→ TÂCHE À RÉALISER: Rédigez la suite de l'article consacré à la chanteuse Sally Folk, donné plus bas, en partant de sa dernière phrase.

→ EXTRAIT PRÉSENTÉ:
──────────────────────────────

En moins d'un an et demi, Sally Folk aura pondu deux albums: l'un sans titre à l'automne 2013, puis ce Deuxième acte que l'on découvre à la fin de ce très long hiver 2015.

«Ça fait sept ans que j'écris des chansons. J'écoute peu la télévision, j'écris des chansons. J'en ai beaucoup! Une heure d'écriture par jour», souligne ce petit bout de femme dont l'esprit vif et la détermination ont tôt fait d'irradier le Club Soda. Elle y lançait mardi son second opus.

Derrière cette chanteuse pétillante qu'on imagine sortie d'un épisode de Mad Men, série qu'elle dit d'ailleurs beaucoup aimer, il y a une histoire intéressante.

Née d'un père kabyle et d'une mère keb de souche, élevée à Laval, résidante de Verdun, Sophia Krim semble ne jamais avoir manqué d'ambition. Dès l'âge de 21 ans, elle était copropriétaire de restaurant (Le Tinto), avant de devenir tenancière de bar avec d'autres associés (le Sofa de 2004 à 2007). Tout ça en plus de mener à bien des études de premier cycle universitaire - en cinéma et gestion d'entreprise.

Elle ne commença la guitare qu'au milieu de la vingtaine. L'apprentissage de l'instrument se fit de concert avec l'écriture de chansons. Vous savez, il faut beaucoup de confiance en soi pour envisager de faire sa place sur cette terre particulièrement friable qu'est le milieu de la pop musique.

Alors? Sept ans plus tard, cette femme d'affaires déterminée (c'est un euphémisme) est Sally Folk, prolifique auteure-compositrice-interprète de notre pop culture.

«Je fais toujours des affaires, pense néanmoins notre interviewée. Je comprends le marketing de mon personnage, j'en crée le look. Je me suis produite moi-même pendant quatre ans, avant de travailler avec le Groupe Entourage. Je peux enfin me concentrer exclusivement sur mon art et mon public et vendre une expérience.»

Personnage vintage

D'une voix un tantinet piafienne, Sally Folk s'exprime dans un français normatif. Elle souhaite bien écrire et se donne les moyens d'y parvenir. «Je m'entoure de dictionnaires, je ne lésine pas sur la recherche. Plusieurs personnes révisent ensuite mes textes.»

Elle a mis au point un personnage vintage: coiffure sixties, fringues sixties, talons aiguilles, faux cils, vernis à ongles, eye-liner à gogo. Son «partenaire artistique» fut l'acolyte de Jean Leloup, Daniel Bélanger, Marc Déry, Maxime Landry. Guitariste d'expérience, Michel Dagenais a réalisé Deuxième acte en respectant les goûts musicaux de sa chanteuse, en phase parfaite avec son image: l'Amérique de la fin des années 50 à la fin des années 60, juste avant que ça vire psychédélique. Rock'a'billy, soul de Memphis, pop classique, yéyé et bossa-nova tapissent cet album.

──────────────────────────────

→ MATÉRIEL FOURNI:
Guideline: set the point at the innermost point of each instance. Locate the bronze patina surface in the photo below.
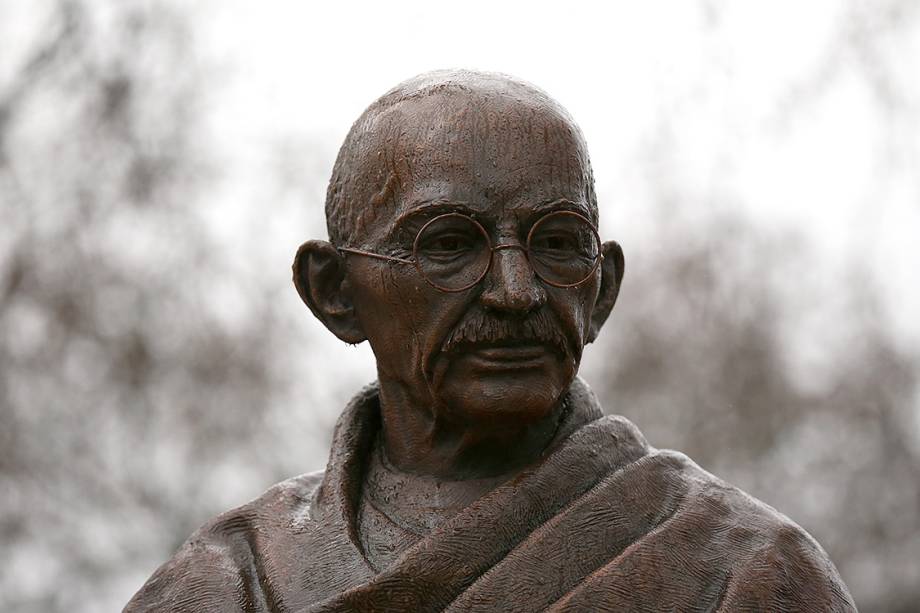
(479, 473)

──────────────────────────────

→ RÉPONSE:
«Si vous venez souper chez moi, dit la principale intéressée, Elvis Presley, les Beatles ou Aretha Franklin jouent en toile de fond. C'est ce qui m'inspire! Pour chaque chanson, j'exprime mes envies musicales à Michel. Il en trouve la source pour l'adapter.»

Force est de déduire que les choix musicaux et visuels de Sally Folk sont indissociables. Et rejaillissent dans un imaginaire résolument féminin:

«Les femmes des années 60, croit-elle, étaient plus coquettes. Elles usaient de leur sensualité avec une certaine modestie, mais... subtilement, elles obtenaient ce qu'elles désiraient. Les hommes les trompaient? Oui. Et elles se vengeaient!»

Ironie

Dans son premier album, la chanteuse estime avoir beaucoup exprimé ce qu'elle pensait des hommes. Elle poursuit dans la même direction, mais explore aussi l'univers féminin et s'y permet plus d'ironie.

«De manière générale, j'aime me promener sur cette ligne fine qui sépare ce qui est correct et ce qui ne l'est pas. L'adultère, par exemple, peut-il être commis par la femme qui s'estime maltraitée par son conjoint?»

D'autres exemples, Sally Folk?

«Dans la chanson L'eau dans le vin, une femme s'imagine empoisonner son copain, s'en débarrasser parce qu'il l'exaspère. Dans Les rideaux clos, des femmes essaient ensemble de piéger le conjoint de l'une d'elles afin d'en évaluer la droiture. Dans L'acrobate, une femme se demande que faire pour plaire à son homme contaminé par la porno. Dans C'est moi la plus belle, il y a de l'autodérision. Dans La manie facile, je parle de ces petits tics nerveux qu'on a, qu'on devrait corriger et qu'on ne corrige pas. Dans Chéri est à moi, l'homme qui se plaint d'être dominé par une conjointe trop autoritaire se complaît finalement dans cette position.»

Si la musique et l'allure de Sally Folk évoquent le passé composé et l'imparfait, ce qu'elle fait rimer nous ramène à l'indicatif présent...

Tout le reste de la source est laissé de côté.